Copy out each line in the listing below where the word "brick" appears.

╔══

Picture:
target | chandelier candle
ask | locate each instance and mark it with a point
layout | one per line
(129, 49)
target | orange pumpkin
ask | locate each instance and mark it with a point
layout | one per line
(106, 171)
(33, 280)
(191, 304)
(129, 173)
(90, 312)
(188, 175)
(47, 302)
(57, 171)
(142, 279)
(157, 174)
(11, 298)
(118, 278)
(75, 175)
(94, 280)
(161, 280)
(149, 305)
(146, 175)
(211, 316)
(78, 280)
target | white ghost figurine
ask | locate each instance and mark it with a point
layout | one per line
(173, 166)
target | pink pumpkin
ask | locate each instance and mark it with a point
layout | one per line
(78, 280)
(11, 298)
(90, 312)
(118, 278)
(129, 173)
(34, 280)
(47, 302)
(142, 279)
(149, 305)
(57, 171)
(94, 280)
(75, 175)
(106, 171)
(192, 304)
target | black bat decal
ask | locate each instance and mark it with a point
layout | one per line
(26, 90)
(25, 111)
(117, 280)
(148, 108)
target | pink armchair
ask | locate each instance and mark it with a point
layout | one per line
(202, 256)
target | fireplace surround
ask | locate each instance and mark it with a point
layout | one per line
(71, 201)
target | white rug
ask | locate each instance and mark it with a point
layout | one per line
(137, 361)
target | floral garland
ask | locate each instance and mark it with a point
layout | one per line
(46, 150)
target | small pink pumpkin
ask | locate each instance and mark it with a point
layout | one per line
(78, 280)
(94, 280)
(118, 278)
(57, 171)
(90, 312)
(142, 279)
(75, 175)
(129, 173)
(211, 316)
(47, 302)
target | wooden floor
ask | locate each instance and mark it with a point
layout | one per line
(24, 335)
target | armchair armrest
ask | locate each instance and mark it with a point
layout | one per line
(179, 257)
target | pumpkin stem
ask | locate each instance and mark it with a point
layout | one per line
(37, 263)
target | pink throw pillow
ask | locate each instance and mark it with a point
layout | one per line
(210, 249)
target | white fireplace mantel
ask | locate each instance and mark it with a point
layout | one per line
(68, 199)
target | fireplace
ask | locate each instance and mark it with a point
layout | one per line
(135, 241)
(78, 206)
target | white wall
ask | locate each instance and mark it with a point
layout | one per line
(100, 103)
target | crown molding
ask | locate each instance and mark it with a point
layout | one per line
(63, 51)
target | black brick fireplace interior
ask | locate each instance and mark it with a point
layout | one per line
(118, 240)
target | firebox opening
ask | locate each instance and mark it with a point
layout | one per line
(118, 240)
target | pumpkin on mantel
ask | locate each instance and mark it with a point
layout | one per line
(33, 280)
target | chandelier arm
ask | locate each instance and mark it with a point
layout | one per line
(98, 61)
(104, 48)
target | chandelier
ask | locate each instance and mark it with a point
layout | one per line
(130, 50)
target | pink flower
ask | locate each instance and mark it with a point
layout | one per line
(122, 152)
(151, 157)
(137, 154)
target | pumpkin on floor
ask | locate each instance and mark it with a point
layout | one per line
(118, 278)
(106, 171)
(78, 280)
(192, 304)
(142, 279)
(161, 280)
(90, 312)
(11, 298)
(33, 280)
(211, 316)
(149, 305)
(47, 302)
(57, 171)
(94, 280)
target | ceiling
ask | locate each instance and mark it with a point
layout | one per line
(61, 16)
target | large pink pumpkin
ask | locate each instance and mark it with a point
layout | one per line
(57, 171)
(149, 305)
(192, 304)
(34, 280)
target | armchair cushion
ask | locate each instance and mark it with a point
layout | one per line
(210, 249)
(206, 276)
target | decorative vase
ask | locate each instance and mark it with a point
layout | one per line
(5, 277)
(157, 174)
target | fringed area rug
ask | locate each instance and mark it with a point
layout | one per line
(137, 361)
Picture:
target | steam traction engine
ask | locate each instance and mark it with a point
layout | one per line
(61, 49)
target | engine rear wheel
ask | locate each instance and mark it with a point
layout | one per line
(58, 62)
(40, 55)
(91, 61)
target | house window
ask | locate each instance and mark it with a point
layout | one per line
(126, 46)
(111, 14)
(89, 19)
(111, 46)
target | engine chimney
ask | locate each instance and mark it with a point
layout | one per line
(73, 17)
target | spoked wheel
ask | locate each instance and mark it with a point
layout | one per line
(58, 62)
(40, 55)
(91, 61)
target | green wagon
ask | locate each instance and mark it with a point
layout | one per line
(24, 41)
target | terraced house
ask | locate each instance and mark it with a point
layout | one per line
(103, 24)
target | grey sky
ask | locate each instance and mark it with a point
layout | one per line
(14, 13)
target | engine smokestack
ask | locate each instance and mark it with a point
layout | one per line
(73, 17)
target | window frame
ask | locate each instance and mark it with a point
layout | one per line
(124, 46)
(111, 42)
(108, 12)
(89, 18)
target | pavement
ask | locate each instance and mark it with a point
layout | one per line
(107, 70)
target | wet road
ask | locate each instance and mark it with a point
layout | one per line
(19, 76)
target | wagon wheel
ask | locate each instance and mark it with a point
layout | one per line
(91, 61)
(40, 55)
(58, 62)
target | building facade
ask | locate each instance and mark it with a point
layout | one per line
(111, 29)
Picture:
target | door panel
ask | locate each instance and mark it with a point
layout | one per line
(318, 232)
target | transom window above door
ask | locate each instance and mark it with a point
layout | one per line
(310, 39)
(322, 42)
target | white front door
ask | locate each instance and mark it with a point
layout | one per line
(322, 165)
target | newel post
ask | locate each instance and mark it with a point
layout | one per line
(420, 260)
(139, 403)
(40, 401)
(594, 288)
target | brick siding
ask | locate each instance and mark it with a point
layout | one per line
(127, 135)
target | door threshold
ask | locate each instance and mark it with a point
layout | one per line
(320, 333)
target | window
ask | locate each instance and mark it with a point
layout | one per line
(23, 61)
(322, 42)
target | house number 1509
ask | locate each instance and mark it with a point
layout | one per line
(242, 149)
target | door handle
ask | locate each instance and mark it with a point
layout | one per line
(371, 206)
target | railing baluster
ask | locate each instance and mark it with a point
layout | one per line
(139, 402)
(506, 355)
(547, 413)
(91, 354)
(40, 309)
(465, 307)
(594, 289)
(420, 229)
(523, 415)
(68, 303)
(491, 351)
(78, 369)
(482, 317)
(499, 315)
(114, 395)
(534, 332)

╚══
╔══

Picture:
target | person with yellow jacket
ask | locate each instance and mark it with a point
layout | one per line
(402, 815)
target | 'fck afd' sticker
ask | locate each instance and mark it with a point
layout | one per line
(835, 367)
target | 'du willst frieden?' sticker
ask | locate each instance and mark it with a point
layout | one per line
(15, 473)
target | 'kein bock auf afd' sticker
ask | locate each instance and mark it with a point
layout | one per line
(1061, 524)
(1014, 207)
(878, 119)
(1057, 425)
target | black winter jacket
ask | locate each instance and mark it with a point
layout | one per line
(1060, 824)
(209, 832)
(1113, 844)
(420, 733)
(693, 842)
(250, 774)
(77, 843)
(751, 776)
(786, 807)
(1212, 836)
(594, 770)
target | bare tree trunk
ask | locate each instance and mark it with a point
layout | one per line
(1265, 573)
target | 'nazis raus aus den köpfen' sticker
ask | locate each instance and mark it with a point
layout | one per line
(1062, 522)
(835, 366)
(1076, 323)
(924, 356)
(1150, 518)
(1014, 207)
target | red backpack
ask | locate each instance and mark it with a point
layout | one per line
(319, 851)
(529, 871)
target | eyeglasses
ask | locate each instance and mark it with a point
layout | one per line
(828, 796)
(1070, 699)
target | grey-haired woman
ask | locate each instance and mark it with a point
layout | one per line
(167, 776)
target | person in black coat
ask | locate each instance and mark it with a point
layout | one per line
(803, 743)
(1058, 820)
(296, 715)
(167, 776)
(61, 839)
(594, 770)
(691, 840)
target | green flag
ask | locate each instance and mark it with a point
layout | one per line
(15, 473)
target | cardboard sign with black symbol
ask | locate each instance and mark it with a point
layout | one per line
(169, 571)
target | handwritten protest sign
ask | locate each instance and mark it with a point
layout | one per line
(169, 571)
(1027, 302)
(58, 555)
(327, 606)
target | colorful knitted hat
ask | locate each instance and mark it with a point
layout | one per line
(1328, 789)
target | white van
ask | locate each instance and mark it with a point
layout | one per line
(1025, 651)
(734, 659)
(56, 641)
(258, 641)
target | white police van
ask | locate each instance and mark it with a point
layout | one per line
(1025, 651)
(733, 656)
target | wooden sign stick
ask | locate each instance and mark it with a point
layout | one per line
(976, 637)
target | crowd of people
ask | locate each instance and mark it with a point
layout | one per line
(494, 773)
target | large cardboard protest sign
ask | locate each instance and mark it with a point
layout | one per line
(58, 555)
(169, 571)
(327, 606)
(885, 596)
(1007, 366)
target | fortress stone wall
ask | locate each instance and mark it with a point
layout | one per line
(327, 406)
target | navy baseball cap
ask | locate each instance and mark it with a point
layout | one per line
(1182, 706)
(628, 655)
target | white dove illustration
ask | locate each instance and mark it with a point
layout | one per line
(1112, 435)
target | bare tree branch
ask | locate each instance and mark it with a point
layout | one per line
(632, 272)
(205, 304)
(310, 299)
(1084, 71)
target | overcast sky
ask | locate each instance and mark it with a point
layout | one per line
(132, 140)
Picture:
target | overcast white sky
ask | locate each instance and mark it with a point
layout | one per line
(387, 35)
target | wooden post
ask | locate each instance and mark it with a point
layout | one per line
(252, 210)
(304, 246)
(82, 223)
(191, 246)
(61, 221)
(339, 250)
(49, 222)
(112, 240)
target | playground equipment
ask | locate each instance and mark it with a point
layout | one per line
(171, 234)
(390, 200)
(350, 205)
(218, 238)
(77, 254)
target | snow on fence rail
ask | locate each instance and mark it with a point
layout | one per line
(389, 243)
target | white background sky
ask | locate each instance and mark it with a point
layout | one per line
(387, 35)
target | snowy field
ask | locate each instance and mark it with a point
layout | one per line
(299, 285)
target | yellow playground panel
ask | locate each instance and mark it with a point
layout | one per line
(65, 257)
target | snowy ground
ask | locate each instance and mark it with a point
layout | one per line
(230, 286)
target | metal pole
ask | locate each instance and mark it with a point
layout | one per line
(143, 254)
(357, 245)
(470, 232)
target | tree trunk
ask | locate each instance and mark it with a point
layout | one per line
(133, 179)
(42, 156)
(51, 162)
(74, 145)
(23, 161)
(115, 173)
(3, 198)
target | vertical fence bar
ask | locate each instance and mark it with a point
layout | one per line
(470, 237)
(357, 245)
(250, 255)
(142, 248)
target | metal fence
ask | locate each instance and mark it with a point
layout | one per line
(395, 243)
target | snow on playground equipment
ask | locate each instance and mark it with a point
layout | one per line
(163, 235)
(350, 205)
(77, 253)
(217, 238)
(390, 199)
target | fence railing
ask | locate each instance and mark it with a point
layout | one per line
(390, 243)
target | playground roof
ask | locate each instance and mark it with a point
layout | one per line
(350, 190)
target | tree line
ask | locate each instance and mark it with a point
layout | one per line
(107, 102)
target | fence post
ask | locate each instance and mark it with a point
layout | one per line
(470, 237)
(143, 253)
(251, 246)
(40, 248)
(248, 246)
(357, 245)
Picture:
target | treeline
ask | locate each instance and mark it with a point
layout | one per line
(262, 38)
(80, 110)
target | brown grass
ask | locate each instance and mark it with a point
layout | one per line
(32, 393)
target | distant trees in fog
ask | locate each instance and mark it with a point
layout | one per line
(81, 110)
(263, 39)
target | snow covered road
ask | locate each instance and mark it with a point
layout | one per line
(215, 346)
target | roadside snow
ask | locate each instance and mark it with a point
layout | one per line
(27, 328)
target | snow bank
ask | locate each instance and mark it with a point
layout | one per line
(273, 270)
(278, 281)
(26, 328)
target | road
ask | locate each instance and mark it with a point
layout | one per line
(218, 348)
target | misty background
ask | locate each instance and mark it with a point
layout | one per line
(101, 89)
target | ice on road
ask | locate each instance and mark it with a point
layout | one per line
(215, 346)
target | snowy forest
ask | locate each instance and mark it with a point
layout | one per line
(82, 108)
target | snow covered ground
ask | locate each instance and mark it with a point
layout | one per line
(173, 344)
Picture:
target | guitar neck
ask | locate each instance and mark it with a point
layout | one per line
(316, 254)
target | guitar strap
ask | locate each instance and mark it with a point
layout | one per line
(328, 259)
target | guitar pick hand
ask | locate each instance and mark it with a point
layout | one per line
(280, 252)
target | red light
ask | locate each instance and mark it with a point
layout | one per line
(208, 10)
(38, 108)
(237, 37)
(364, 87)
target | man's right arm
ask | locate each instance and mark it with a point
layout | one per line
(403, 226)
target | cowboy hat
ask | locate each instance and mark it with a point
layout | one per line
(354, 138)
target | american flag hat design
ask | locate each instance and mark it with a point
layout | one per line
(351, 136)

╚══
╔══

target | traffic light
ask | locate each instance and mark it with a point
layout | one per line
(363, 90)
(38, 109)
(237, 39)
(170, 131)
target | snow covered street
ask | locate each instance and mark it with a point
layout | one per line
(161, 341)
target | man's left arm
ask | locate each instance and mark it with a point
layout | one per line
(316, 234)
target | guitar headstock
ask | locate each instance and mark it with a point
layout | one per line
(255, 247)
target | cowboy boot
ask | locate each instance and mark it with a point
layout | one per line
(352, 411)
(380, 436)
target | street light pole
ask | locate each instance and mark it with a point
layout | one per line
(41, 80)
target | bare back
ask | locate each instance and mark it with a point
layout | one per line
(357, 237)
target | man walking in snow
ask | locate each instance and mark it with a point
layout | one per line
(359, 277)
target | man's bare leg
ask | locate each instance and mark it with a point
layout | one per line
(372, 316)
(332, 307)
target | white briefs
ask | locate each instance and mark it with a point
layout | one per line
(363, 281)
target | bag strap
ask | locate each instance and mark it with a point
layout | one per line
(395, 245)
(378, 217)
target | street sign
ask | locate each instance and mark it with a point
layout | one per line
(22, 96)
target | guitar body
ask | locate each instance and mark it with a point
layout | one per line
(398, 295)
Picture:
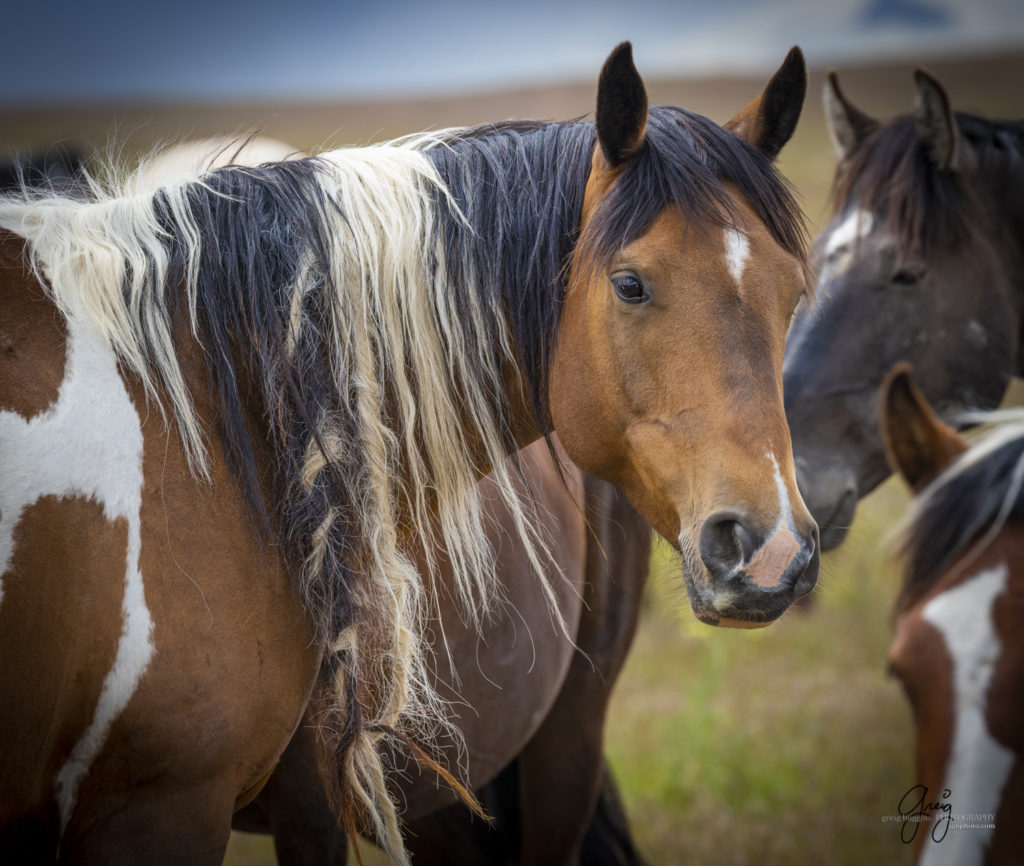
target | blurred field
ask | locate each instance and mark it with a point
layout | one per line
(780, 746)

╚══

RESULT FOR THIS EXERCISE:
target | black brick fireplace interior
target | brick siding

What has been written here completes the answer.